** Begin TASK DATA **
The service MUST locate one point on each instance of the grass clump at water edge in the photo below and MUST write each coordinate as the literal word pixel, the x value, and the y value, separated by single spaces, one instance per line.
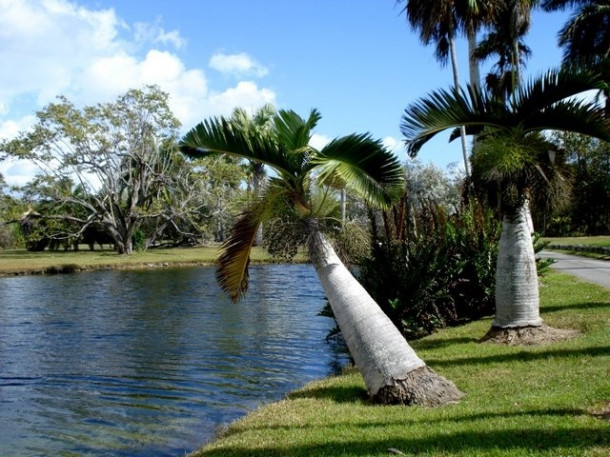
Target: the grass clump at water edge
pixel 547 400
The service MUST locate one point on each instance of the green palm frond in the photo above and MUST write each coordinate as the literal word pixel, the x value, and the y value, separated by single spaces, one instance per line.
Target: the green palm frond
pixel 218 136
pixel 543 104
pixel 553 87
pixel 294 132
pixel 577 116
pixel 371 170
pixel 448 109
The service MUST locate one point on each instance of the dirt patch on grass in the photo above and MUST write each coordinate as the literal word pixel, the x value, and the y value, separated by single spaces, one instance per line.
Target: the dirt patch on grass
pixel 528 336
pixel 422 386
pixel 602 412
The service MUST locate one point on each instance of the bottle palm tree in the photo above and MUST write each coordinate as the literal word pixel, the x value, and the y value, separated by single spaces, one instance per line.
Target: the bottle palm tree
pixel 392 372
pixel 510 131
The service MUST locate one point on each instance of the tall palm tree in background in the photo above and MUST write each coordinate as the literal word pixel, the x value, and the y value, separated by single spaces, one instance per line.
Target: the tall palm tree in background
pixel 508 23
pixel 586 35
pixel 392 372
pixel 510 132
pixel 585 38
pixel 437 22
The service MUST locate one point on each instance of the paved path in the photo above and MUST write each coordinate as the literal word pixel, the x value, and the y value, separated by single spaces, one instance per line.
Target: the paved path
pixel 593 270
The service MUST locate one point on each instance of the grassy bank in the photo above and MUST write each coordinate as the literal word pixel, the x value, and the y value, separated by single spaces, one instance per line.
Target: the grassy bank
pixel 20 261
pixel 521 401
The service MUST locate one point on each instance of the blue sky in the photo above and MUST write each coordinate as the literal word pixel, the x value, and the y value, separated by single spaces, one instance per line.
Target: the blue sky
pixel 356 61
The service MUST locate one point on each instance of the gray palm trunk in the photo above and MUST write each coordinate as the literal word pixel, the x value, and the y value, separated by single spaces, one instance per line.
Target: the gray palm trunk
pixel 392 371
pixel 517 298
pixel 456 82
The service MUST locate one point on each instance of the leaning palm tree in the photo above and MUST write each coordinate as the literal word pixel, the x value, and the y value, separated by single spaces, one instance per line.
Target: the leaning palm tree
pixel 546 103
pixel 392 372
pixel 259 123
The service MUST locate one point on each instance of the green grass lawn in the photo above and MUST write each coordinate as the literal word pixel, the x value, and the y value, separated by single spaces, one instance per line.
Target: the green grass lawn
pixel 21 261
pixel 521 401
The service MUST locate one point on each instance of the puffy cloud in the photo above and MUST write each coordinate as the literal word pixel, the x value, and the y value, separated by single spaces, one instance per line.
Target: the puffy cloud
pixel 245 94
pixel 238 65
pixel 52 47
pixel 154 33
pixel 318 141
pixel 392 144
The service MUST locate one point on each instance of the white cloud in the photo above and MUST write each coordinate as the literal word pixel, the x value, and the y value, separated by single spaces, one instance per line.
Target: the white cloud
pixel 53 47
pixel 393 145
pixel 245 94
pixel 318 141
pixel 155 34
pixel 238 65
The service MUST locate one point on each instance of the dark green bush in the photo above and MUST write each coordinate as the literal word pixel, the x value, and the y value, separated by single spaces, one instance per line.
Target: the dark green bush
pixel 429 269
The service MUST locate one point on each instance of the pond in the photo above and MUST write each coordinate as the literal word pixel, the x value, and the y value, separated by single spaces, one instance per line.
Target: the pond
pixel 150 363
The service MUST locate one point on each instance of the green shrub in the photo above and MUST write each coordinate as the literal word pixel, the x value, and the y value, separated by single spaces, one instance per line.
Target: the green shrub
pixel 430 269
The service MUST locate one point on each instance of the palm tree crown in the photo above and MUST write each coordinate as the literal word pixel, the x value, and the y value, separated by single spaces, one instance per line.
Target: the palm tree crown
pixel 545 103
pixel 284 147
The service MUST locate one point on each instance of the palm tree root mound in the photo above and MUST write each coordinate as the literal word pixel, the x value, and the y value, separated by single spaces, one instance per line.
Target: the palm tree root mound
pixel 422 386
pixel 528 336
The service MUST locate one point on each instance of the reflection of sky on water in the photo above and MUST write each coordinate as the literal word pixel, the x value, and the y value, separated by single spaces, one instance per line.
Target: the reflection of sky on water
pixel 150 362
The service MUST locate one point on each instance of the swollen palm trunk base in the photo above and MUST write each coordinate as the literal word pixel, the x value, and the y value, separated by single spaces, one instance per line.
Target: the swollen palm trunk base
pixel 391 370
pixel 517 299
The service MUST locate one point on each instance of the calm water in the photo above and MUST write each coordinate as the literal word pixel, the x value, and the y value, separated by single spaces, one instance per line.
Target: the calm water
pixel 149 363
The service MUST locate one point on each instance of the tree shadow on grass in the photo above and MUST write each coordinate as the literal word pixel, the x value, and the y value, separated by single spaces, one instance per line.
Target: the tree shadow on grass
pixel 354 394
pixel 521 356
pixel 586 305
pixel 439 344
pixel 517 440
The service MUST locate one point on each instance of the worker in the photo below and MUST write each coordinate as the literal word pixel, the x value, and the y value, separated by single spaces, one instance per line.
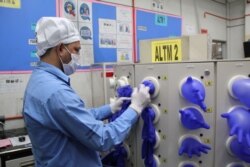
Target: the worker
pixel 63 132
** End TASK DATA **
▶ [GIVEN PROBLEM]: Return every line of the items above word for word, leaving out the pictures.

▶ [ANSWER FOR THIS EXERCISE]:
The service MUST locate one point on each instance of the grass clump at water edge in the photo below and MUST write each coordinate as the literal word pixel, the x value, and the y value, separated by single spaces, one instance per line.
Target: the grass clump at water edge
pixel 547 400
The service MUST locate one point on each instance of the green palm frond in the photo above and MUST write each coordinate as the literal word pixel, the x value, and the y value, separated by single spaces, one instance per line.
Target: the green palm frond
pixel 218 136
pixel 543 104
pixel 553 87
pixel 294 132
pixel 577 116
pixel 371 170
pixel 448 109
The service MUST locate one point on each instance of the dirt patch on grass in the photo above and MUST write each coordinate as the literal word pixel, the x value, and the y value, separated by single spaces, one instance per line.
Target: the dirt patch on grass
pixel 528 336
pixel 422 386
pixel 602 412
The service MUST locate one point on each instance of the bottle palm tree in the photo above and MUST write each coordinate as the literal word pixel, the x value, and the y value, separated by single spaces, one instance per line.
Target: the bottle palm tree
pixel 392 372
pixel 510 131
The service MUST locate one point on each instance of the tall palm tree in background in the photo above and MUST write each coordinate as the literal word pixel, the x value, and the y value, separated by single spaces, one instance per line.
Target: the tall palm tree in background
pixel 508 23
pixel 586 35
pixel 392 372
pixel 510 132
pixel 585 38
pixel 437 22
The service MUST locate one point on each instance of the paved path in the photo above and MUST write each coordinate as the literal word pixel, the x value, and the y value, separated by single spaces, one instance per line.
Target: the paved path
pixel 593 270
The service MUST locate one point on each instance of the grassy bank in the photo above and MUST write each coordinate as the literal word pixel, the x value, and the y value, separated by single spaces, one instance per line.
Target: the grassy bank
pixel 20 261
pixel 521 401
The service MUST locate one point on each instance of the blue sky in the photo above and MUST write each coordinate as the literal word pixel, the x value, and the y value, separated by single spaces, one instance per line.
Target: the blue sky
pixel 356 61
The service MUST locate one point on each instance of the gray palm trunk in the photo above and MUST write each coordinate as the literal word pixel, the x value, and the y value, separated by single spaces, one instance per line.
Target: the gray palm trunk
pixel 392 371
pixel 517 298
pixel 456 82
The service MUST locate one point on each instance of the leaning palm tree in the photo above and MUST write each coordinate as the literal word pixel, the x value, and the y value, separated by single spaces, one instance per line.
Target: the leaning palm tree
pixel 546 103
pixel 392 372
pixel 259 123
The service MUST locate one point on each instance of the green grass lawn in the photo above and MUST write each coordinate as the literal word pixel, the x value, and the y value, separated by single spaces, one instance per line.
Target: the green grass lawn
pixel 21 261
pixel 521 401
The service MUST locate one point on each instance of the puffy cloud in the photo above and MUST write each coordinate as the literal word pixel, the x value, and the y value, separated by single spaces, one instance per line.
Target: the puffy cloud
pixel 245 94
pixel 238 65
pixel 52 47
pixel 154 33
pixel 318 141
pixel 392 144
The service MUST locate one point on each instance of the white cloud in the photo above and MUST write each coordinate as the literal word pixel, the x value, and the y value, separated by single spaces, one instance per line.
Target: the white cloud
pixel 53 47
pixel 393 145
pixel 245 94
pixel 318 141
pixel 155 34
pixel 238 65
The service MUST locate one point on each instance of the dark green bush in the photo above and MUST write each coordinate as the literal word pixel, the x value, and the y value, separated by single spaces, one instance per line.
Target: the dark green bush
pixel 429 269
The service MUST locate one point on each instance of the pond in the photo above and MUST write each coordinate as the literal word pixel, the x value, and the y value, separated by single spaces, one instance per line.
Target: the pond
pixel 150 363
The service MUST locate one point on each instance of the green shrub in the photo above and MUST write each coordinate as the literal word pixel, the x value, and the y value, separated by single spaces, one instance per line.
Target: the green shrub
pixel 430 269
The service MUST locate one point on each instance of the palm tree crown in the photo above and MUST write each coordinate as the literal word pixel, the x value, and the y value, separated by single spaces, one instance per line.
Target: the palm tree crown
pixel 545 103
pixel 284 147
The service MUST locate one point on each instance of the palm tree root mound in the photo above and MUST write each coordinate as the literal word pixel, the x value, and the y value, separated by single spaces, one instance per line.
Target: the palm tree root mound
pixel 422 386
pixel 528 336
The service MUST locate one point on each instance of the reflection of sky on water in the photo above and MUST write each coordinate as the literal word pixel, the x value, and the y value, separated by single spaces, one instance per line.
Target: the reflection of sky on water
pixel 150 362
The service MUST locate one point on each instance of the swollen palm trunk base in the photo above and MUST write each coordinate as the literal word pixel, the x value, and the y value, separated by single spaces, one instance per line.
Target: the swollen palm trunk base
pixel 391 370
pixel 517 299
The service MUST locate one point on each instance of the calm water in the photo above and MUST write each coordinate as the literal word pixel, the x value, and the y value, separated by single spaces, one instance per line.
Target: the calm water
pixel 149 363
The service MUST locate one point on each instance of the tree shadow on grass in the photo above and MUST write each coordinate as the literal word pixel, the x value, and the y value, separated by single spaces, one instance per line.
Target: the tree shadow on grass
pixel 354 394
pixel 521 356
pixel 586 305
pixel 439 344
pixel 517 440
The service MUST locate one point on each instance of the worker in the photo below and MUST write each coordinate as the literal word pixel, the x value, and the y value, separated by single spaces, one instance per line.
Target: the worker
pixel 63 132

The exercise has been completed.